**** Data rows

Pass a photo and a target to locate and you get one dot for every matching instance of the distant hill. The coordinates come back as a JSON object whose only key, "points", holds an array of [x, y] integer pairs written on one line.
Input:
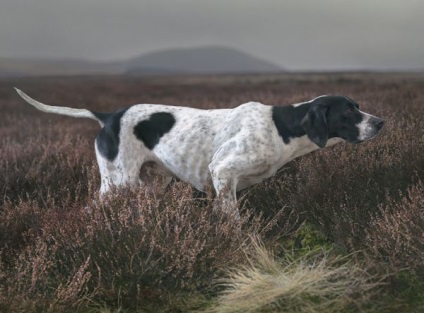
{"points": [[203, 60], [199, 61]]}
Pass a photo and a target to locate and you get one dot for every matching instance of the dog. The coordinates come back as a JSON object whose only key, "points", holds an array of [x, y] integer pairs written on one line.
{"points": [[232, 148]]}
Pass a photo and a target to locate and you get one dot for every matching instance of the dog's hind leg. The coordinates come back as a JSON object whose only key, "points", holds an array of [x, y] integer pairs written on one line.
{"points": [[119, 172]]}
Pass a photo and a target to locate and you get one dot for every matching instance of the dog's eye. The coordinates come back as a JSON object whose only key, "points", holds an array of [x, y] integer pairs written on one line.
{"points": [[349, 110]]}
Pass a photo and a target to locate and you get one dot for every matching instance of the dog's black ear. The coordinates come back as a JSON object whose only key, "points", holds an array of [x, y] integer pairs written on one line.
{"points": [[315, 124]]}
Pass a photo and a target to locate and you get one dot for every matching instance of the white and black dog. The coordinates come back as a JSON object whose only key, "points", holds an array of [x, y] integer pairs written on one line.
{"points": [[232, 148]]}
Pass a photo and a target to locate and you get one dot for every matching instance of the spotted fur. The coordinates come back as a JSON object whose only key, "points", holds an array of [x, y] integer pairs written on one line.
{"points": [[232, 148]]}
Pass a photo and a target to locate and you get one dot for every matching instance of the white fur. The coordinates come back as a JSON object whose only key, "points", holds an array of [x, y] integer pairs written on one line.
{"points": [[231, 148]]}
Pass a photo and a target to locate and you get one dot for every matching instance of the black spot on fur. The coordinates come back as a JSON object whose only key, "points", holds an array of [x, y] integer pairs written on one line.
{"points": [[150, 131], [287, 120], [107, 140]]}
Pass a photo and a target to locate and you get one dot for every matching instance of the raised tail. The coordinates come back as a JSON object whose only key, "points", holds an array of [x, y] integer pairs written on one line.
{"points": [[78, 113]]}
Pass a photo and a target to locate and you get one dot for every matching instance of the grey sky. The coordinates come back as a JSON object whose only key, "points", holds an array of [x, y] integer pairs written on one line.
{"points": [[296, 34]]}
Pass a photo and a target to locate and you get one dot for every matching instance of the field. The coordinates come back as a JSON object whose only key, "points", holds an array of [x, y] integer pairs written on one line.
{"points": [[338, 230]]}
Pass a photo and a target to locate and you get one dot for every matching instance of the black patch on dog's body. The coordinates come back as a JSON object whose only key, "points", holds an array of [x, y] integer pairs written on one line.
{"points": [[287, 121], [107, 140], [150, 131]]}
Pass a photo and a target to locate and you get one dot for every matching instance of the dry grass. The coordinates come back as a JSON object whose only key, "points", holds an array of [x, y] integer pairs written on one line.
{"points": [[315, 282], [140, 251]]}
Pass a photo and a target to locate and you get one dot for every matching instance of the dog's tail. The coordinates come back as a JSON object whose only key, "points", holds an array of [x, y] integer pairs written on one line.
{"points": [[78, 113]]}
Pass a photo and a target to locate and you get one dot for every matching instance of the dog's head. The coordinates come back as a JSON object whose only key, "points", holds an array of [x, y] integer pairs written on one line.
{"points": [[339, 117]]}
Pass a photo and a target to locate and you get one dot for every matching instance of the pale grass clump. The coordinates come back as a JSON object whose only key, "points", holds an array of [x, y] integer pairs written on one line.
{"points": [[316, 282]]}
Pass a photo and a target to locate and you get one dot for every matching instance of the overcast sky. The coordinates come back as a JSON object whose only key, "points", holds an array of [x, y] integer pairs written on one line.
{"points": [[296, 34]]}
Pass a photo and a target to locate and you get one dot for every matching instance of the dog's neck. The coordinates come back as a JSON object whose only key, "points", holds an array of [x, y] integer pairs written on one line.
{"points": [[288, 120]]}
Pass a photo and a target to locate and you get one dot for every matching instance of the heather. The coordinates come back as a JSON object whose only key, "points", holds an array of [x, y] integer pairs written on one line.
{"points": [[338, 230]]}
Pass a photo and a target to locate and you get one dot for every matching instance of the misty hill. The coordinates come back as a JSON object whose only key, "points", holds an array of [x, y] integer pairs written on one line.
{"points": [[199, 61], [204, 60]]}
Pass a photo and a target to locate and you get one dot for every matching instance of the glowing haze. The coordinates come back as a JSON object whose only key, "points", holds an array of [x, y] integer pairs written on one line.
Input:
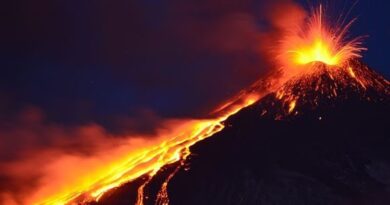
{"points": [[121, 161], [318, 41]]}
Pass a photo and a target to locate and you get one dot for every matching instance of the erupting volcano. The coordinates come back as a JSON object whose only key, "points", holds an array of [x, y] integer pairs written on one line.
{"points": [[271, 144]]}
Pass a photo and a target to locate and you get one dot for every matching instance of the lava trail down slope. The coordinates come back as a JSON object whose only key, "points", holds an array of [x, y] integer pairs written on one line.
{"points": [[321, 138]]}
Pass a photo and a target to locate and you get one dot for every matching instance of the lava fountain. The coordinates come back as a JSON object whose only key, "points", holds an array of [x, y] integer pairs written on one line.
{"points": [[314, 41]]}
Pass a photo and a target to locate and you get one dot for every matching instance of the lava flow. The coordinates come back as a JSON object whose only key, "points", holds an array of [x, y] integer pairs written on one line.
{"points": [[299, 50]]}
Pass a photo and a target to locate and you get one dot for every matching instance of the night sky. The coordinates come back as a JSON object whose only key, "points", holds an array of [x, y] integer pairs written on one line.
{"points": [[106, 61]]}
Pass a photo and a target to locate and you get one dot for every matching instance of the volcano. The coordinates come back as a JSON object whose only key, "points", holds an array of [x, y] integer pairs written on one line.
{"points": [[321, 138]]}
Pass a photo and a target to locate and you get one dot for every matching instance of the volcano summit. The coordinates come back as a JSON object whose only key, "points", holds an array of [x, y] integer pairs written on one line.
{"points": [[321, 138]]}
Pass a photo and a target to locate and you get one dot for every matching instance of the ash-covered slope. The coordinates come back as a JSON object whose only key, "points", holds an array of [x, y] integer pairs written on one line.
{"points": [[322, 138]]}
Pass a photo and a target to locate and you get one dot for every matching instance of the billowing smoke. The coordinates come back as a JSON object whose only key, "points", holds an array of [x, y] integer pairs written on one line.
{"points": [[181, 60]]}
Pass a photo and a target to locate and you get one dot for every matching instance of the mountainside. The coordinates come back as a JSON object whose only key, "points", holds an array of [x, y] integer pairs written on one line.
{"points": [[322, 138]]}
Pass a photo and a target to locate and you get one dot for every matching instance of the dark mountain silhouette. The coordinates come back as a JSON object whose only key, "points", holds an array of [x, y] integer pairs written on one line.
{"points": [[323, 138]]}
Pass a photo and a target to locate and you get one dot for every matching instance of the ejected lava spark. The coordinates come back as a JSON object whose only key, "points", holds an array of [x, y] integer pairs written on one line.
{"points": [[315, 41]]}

********
**** Data rows

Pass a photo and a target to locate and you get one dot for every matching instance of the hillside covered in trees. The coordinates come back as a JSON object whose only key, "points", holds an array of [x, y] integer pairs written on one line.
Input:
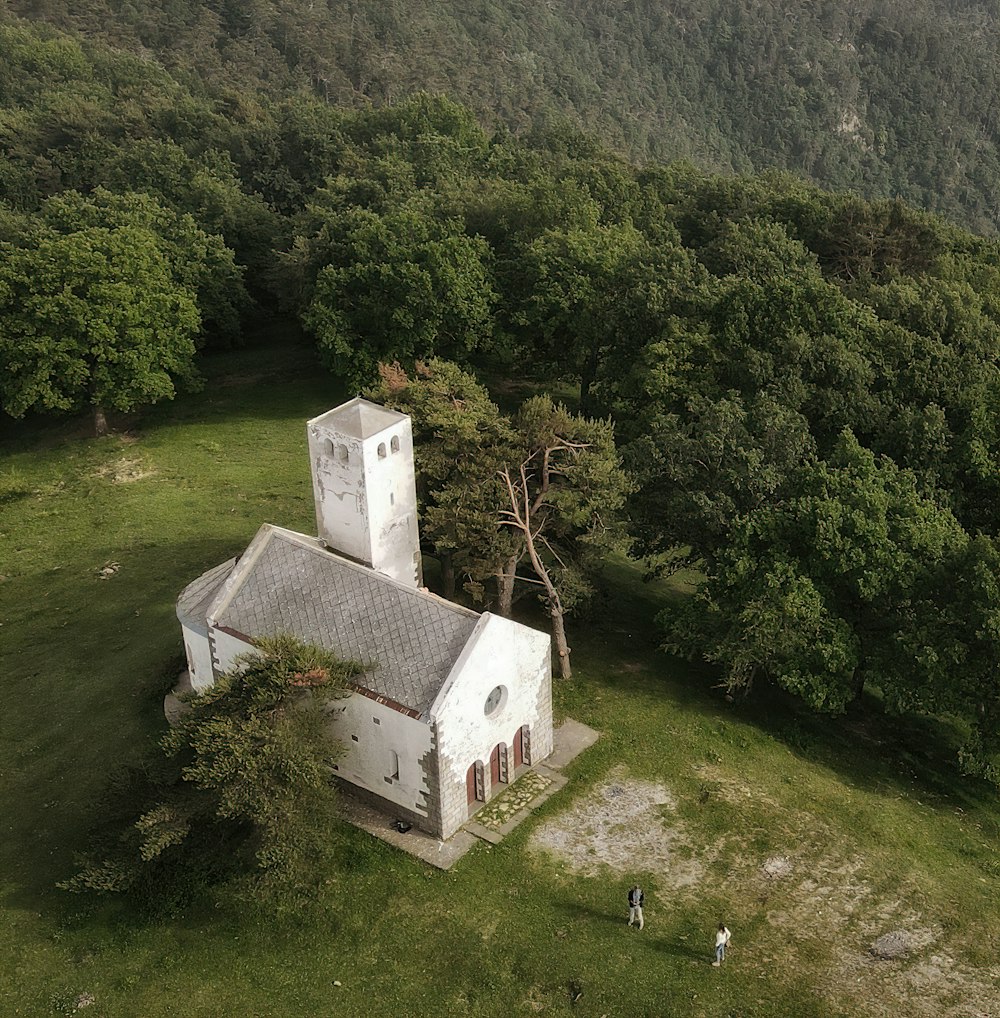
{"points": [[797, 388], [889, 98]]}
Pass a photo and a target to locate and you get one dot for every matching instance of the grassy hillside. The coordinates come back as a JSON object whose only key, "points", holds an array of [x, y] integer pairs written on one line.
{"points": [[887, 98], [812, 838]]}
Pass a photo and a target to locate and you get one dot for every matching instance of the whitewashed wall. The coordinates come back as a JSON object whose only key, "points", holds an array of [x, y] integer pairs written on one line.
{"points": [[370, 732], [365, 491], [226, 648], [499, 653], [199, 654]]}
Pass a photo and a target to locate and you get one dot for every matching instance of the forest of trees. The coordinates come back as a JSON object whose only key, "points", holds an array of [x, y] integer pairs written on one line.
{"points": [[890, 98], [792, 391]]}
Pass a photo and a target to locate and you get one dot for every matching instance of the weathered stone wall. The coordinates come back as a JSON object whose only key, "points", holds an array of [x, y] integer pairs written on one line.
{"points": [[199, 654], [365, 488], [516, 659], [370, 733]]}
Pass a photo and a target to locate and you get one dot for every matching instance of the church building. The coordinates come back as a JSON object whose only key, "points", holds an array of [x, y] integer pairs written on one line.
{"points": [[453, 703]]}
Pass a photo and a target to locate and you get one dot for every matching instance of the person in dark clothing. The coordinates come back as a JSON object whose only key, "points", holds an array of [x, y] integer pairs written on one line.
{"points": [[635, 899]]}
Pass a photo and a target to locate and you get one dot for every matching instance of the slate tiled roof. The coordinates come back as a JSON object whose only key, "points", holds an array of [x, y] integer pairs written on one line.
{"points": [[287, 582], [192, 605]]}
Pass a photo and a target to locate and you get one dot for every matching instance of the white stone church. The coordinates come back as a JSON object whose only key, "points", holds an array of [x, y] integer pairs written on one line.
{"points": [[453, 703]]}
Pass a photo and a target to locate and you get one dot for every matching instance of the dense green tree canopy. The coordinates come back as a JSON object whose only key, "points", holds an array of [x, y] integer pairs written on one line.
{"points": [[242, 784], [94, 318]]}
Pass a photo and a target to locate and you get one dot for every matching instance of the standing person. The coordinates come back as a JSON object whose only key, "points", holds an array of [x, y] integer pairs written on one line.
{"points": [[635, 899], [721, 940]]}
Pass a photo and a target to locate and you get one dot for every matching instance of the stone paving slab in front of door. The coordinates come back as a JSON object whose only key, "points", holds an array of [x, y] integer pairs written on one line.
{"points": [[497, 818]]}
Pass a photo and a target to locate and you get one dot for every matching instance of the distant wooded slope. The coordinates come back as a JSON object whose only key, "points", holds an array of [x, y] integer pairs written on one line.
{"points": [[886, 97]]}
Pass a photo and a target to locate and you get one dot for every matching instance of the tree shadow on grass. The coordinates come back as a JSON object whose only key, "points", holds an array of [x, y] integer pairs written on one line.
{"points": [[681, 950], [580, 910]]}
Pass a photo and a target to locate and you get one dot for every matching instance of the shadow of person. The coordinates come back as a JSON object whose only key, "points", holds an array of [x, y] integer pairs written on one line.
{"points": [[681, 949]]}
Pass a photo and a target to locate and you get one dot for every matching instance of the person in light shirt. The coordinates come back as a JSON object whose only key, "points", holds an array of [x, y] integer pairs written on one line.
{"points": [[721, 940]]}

********

Given exercise:
Collect every line of the data above that contains the string "wall" and copy each one in full.

Correct response:
Pass a photo and a target to locate and you get one dot for every matching instance of the whitewashed wall. The coordinates come back as a JSON object whose only key, "points", holds an array of [x, y] integer pairs written on one line.
Pass a photo and a target to locate and you get one dot for every matching instance of the weathered stone wall. The coordinates come back as a JSON object whose only key, "points", holds an array of [x, y] integer pairs written on one line.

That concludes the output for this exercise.